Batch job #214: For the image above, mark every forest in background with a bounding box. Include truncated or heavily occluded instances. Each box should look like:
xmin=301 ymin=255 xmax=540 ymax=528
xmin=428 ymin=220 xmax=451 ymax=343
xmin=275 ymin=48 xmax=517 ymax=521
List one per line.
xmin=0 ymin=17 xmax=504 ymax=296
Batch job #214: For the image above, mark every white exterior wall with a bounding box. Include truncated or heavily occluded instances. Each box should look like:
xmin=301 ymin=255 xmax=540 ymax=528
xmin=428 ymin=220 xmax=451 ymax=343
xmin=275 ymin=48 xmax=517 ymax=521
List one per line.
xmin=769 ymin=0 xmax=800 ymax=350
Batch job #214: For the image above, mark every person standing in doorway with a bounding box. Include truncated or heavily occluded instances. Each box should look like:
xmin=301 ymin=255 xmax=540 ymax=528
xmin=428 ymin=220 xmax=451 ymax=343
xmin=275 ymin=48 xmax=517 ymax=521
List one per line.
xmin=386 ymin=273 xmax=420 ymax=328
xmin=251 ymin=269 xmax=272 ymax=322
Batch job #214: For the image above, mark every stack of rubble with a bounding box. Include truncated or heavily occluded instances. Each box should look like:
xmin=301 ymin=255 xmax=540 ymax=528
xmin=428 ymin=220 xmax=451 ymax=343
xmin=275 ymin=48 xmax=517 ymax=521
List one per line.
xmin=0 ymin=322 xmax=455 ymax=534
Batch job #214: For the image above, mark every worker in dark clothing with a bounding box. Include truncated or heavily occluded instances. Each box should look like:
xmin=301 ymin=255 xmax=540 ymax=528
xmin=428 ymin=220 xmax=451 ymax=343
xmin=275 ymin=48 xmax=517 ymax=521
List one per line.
# # # # # # #
● **TASK GOAL**: Print all of the records above word for word, with no changes.

● **EXERCISE RESULT**:
Batch job #214: For the image above, mark every forest in background with a bounding box. Include truncated or heavily occluded instances. Each box should look like:
xmin=301 ymin=255 xmax=540 ymax=528
xmin=428 ymin=220 xmax=451 ymax=343
xmin=275 ymin=48 xmax=517 ymax=521
List one per line.
xmin=0 ymin=17 xmax=504 ymax=296
Batch job #214: For the image above, mark every white exterior wall with a bounding box. Include truncated or heavily occluded instances. Each box should look like:
xmin=301 ymin=255 xmax=540 ymax=528
xmin=428 ymin=220 xmax=451 ymax=343
xmin=275 ymin=48 xmax=517 ymax=521
List one per line.
xmin=769 ymin=0 xmax=800 ymax=350
Batch job #214: For the image above, mark every person standing in doorway with a bounding box. Include truncated or heavily occluded instances. Each box should look like:
xmin=301 ymin=255 xmax=540 ymax=528
xmin=428 ymin=220 xmax=451 ymax=343
xmin=275 ymin=48 xmax=517 ymax=521
List one per line.
xmin=386 ymin=273 xmax=420 ymax=328
xmin=251 ymin=269 xmax=272 ymax=322
Batch job #214: For the image above, mark every stack of rubble with a bounding box. Include truncated or heavily occluded instances. Each box should look like:
xmin=301 ymin=255 xmax=540 ymax=528
xmin=428 ymin=220 xmax=451 ymax=343
xmin=275 ymin=48 xmax=517 ymax=521
List one per line.
xmin=0 ymin=322 xmax=455 ymax=534
Batch job #214: For the image above, mark every worker in dark clothing with a bounding box. Include truncated or heavily occluded instances. Each box should look like:
xmin=301 ymin=255 xmax=540 ymax=528
xmin=428 ymin=220 xmax=451 ymax=343
xmin=275 ymin=48 xmax=517 ymax=521
List one per line.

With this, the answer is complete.